# REQUIRED ACTIONS
a) In the SetFit passage, about how many examples per label should be hand-labeled in Argilla?
b) Shorten the SetFit passage's paragraph beginning "A more in-depth overview" while keeping its main facts.
c) Pick up the SetFit passage after its final line and carry it forward.

# PASSAGE GIVEN
Few-shot with SetFit#

A more in-depth overview can be found in our tutorial about SetFit. For now, we will just show a short overview of that tutorial. We have great dataset integration with transformers, json and pandas? Check our Datasets features.

[ ]:
from datasets import load_dataset
from sentence_transformers.losses import CosineSimilarityLoss
from setfit import SetFitModel, SetFitTrainer
import argilla as rg

# load a dataset from the hub
unlabelled = (
    load_dataset("imdb", split="unsupervised").shuffle(seed=42).select(range(100))
)
unlabelled = rg.DatasetForTextClassification.from_datasets(unlabelled)
rg.log(unlabelled, "imdb_unlabelled")

# Go to Argilla and label ca. 8 examples per label.

# Load the handlabelled dataset from Argilla
train_ds = rg.load("imdb_unlabelled").prepare_for_training()
test_ds = load_dataset("imdb", split="test")

# Load SetFit model from Hub
model = SetFitModel.from_pretrained("sentence-transformers/paraphrase-mpnet-base-v2")

Lines of data:

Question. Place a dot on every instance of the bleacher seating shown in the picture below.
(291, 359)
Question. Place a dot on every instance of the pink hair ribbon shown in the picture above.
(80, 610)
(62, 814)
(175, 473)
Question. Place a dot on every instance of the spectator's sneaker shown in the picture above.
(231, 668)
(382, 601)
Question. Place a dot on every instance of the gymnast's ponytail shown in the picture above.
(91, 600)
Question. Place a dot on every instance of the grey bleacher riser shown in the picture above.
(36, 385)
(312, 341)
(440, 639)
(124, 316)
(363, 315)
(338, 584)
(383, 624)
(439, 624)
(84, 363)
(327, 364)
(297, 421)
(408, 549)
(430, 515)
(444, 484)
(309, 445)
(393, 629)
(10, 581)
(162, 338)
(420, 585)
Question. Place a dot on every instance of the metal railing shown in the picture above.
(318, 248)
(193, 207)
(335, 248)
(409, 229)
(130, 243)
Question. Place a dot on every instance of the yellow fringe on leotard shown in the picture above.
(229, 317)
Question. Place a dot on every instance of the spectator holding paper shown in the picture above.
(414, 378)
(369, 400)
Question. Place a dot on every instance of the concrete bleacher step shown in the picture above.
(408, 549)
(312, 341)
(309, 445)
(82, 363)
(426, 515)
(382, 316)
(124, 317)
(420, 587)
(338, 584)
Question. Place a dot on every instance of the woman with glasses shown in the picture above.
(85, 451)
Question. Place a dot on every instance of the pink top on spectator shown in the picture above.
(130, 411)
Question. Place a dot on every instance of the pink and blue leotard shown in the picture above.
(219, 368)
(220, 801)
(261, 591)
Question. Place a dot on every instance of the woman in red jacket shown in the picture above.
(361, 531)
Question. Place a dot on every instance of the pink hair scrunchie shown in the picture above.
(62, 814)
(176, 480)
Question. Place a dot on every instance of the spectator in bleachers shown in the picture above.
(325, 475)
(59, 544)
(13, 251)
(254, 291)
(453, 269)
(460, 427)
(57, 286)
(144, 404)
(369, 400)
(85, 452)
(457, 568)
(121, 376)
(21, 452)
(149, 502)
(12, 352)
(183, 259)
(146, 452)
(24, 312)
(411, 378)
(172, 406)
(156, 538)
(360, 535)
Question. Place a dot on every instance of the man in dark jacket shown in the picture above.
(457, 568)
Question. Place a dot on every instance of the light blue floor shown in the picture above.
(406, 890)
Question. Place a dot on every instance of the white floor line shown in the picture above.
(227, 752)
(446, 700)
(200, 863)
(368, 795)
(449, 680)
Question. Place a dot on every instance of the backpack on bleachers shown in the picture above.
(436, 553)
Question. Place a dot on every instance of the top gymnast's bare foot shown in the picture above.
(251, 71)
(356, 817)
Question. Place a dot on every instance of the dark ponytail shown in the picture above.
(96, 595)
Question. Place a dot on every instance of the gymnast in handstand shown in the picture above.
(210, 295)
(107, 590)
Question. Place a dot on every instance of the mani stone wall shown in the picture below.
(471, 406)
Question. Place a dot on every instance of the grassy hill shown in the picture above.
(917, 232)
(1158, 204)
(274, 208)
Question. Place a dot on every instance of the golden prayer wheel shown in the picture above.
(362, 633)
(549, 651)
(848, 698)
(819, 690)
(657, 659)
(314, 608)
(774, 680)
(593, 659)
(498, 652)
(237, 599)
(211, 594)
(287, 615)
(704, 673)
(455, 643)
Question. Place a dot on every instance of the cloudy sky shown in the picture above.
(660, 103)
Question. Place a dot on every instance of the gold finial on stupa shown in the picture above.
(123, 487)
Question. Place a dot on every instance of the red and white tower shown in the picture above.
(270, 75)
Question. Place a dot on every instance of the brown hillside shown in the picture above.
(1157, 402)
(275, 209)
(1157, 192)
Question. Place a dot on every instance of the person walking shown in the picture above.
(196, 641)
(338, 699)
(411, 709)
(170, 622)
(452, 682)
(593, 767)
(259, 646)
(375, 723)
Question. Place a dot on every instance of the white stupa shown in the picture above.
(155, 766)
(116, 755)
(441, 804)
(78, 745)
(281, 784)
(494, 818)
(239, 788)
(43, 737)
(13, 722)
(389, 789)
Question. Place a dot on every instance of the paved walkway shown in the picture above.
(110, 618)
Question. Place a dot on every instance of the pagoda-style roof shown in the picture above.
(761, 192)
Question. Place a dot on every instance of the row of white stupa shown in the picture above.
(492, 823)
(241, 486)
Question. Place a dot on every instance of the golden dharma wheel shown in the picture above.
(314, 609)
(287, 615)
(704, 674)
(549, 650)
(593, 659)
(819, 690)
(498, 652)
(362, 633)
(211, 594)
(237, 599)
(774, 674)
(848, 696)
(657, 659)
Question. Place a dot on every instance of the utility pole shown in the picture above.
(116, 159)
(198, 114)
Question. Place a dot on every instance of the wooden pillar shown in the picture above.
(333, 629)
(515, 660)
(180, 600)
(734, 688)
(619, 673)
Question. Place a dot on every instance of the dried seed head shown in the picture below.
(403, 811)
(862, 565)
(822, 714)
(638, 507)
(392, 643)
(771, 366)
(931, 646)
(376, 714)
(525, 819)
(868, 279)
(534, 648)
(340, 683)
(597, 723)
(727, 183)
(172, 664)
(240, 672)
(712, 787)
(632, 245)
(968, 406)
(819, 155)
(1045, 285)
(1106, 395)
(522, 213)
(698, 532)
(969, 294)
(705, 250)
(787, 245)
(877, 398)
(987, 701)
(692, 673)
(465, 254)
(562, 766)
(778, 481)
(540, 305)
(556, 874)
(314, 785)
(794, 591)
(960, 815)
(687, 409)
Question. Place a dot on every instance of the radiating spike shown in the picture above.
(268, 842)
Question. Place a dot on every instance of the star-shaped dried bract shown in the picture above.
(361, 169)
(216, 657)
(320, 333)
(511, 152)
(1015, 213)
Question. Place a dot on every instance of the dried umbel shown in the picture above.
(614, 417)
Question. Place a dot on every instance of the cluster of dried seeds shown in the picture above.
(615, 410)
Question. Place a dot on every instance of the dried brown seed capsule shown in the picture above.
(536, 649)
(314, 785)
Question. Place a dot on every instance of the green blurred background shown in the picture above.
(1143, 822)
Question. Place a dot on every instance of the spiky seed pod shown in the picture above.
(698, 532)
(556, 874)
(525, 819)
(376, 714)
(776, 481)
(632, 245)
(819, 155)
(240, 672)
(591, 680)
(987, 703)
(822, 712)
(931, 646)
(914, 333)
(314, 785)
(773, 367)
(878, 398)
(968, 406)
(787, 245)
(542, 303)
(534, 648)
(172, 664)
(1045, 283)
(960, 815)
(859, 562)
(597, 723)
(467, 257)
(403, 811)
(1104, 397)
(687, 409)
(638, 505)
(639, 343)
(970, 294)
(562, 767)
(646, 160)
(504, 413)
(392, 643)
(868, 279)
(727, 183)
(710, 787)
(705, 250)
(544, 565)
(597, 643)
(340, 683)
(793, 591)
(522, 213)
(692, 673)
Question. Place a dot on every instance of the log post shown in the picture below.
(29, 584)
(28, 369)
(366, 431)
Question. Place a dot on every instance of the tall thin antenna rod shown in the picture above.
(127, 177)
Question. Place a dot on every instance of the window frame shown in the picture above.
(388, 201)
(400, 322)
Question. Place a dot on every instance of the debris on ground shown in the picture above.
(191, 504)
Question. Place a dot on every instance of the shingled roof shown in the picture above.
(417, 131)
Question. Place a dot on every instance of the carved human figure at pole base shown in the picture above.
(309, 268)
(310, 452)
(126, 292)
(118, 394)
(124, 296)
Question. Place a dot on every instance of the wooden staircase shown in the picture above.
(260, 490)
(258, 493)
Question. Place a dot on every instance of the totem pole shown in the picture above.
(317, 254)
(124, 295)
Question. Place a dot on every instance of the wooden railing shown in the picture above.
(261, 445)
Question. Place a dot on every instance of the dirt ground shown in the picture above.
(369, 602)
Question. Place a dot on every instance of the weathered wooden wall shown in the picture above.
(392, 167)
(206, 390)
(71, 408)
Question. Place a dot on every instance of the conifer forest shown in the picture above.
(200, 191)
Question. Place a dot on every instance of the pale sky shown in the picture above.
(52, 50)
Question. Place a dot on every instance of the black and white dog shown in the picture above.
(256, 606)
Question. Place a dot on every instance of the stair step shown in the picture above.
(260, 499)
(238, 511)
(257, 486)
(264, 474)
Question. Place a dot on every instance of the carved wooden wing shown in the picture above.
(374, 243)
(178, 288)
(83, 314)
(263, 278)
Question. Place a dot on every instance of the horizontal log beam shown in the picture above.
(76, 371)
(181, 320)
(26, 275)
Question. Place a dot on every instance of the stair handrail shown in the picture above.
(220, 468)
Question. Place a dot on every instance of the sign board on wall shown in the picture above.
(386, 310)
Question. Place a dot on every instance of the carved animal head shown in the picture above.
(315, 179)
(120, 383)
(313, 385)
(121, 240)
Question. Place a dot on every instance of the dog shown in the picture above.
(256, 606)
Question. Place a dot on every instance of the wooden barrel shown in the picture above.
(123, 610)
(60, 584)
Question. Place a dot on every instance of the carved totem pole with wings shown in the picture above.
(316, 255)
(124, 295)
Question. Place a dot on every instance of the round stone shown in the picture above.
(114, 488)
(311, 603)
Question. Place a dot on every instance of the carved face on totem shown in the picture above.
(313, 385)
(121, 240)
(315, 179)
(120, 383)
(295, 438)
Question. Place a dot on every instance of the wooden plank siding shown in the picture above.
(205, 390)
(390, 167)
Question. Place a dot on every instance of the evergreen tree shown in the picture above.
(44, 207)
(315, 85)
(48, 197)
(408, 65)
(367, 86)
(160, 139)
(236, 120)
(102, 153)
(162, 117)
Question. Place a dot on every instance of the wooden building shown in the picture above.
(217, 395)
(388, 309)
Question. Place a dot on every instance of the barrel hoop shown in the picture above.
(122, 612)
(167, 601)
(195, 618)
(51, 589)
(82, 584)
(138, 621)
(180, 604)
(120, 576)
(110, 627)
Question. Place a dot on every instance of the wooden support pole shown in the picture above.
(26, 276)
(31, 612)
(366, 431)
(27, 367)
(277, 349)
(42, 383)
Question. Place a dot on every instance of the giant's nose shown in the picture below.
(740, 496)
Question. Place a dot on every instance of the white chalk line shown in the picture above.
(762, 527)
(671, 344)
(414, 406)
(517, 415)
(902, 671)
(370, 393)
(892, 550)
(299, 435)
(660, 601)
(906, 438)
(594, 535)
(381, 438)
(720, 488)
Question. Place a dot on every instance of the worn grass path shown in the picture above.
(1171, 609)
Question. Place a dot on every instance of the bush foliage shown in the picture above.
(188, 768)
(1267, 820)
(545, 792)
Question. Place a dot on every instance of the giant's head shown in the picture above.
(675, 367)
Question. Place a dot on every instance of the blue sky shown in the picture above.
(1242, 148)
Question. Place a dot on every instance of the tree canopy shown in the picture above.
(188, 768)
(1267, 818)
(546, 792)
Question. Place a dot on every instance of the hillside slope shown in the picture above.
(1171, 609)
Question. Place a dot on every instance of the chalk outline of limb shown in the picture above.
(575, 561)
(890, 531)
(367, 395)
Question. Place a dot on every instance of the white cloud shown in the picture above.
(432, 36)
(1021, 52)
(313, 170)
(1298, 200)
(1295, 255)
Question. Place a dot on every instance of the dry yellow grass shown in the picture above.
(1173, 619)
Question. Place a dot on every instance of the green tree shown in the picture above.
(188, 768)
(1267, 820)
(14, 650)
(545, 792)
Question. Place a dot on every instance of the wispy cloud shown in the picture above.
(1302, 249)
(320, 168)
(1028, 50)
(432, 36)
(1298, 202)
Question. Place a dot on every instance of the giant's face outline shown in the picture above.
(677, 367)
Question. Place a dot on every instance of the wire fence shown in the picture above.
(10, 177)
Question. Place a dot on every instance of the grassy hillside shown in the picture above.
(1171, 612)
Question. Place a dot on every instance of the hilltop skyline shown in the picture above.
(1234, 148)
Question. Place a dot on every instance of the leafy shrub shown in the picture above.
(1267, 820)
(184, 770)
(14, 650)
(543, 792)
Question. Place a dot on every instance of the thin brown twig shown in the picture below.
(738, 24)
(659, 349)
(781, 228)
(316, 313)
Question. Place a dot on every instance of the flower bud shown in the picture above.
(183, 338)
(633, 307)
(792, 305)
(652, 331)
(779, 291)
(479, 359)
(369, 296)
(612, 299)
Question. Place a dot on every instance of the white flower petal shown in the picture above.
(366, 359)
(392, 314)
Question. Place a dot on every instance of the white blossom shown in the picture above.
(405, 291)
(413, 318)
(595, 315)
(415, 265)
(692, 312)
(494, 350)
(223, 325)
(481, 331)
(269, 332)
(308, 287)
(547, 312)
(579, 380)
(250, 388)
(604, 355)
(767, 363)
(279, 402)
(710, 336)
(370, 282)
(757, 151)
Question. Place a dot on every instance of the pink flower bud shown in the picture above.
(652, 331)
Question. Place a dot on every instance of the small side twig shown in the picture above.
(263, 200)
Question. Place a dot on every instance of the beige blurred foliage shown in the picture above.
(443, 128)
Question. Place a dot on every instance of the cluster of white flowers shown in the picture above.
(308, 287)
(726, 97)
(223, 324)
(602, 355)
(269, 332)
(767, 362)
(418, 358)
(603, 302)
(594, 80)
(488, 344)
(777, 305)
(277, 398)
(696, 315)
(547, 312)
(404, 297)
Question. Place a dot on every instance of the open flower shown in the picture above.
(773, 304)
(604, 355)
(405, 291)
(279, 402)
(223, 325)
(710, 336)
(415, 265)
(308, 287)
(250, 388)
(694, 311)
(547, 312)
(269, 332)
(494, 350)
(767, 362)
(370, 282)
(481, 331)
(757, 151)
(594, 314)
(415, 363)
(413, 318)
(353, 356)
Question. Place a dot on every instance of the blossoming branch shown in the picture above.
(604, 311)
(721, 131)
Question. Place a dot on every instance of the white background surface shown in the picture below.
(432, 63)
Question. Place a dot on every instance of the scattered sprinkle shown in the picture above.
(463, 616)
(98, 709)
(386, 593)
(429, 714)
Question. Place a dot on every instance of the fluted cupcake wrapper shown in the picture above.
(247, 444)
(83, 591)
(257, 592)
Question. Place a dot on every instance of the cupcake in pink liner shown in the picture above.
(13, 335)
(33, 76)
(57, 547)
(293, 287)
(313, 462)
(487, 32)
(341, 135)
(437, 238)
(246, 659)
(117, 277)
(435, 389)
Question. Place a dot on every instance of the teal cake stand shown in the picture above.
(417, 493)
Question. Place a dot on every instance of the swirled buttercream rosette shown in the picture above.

# ANSWERS TO THE PROBLEMS
a) About 8 examples per label.

b) A fuller overview is in the SetFit tutorial; this is only a short summary of it. Dataset integration works with transformers, json and pandas, as described in the Datasets features.

c)
# Create trainer
trainer = SetFitTrainer(
    model=model,
    train_dataset=train_ds,
    eval_dataset=test_ds,
    loss_class=CosineSimilarityLoss,
    batch_size=16,
    num_iterations=20,  # The number of text pairs to generate
)

# Train and evaluate
trainer.train()
metrics = trainer.evaluate()

# Share the model and data with the world.
train_ds.push_to_hub("setfit-mini-imdb-data")
trainer.push_to_hub("setfit-mini-imdb")

Zero-shot with transformers#

A good collection of zero-shot models can be found on the Hugging Face model page. For this example we will use the most popular one facebook/bart-large-mnli.

[ ]:
import argilla as rg
from transformers import pipeline
from datasets import load_dataset

# load a dataset from the hub
dataset = load_dataset("imdb", split="unsupervised")

# load a model pipeline
nlp = pipeline(
    "zero-shot-classification",
    model="facebook/bart-large-mnli",
    framework="pt",
)

# deploy and monitor your model
nlp = rg.monitor(nlp, dataset="transformers-mini-imdb")
dataset.map(
    lambda example: {"prediction": nlp(example["text"], ["positive", "negative"])}
)

TokenClassification#

Few-shot concise-concepts#

A more elaborate example of the usage of concise-concepts can be found in our blogs.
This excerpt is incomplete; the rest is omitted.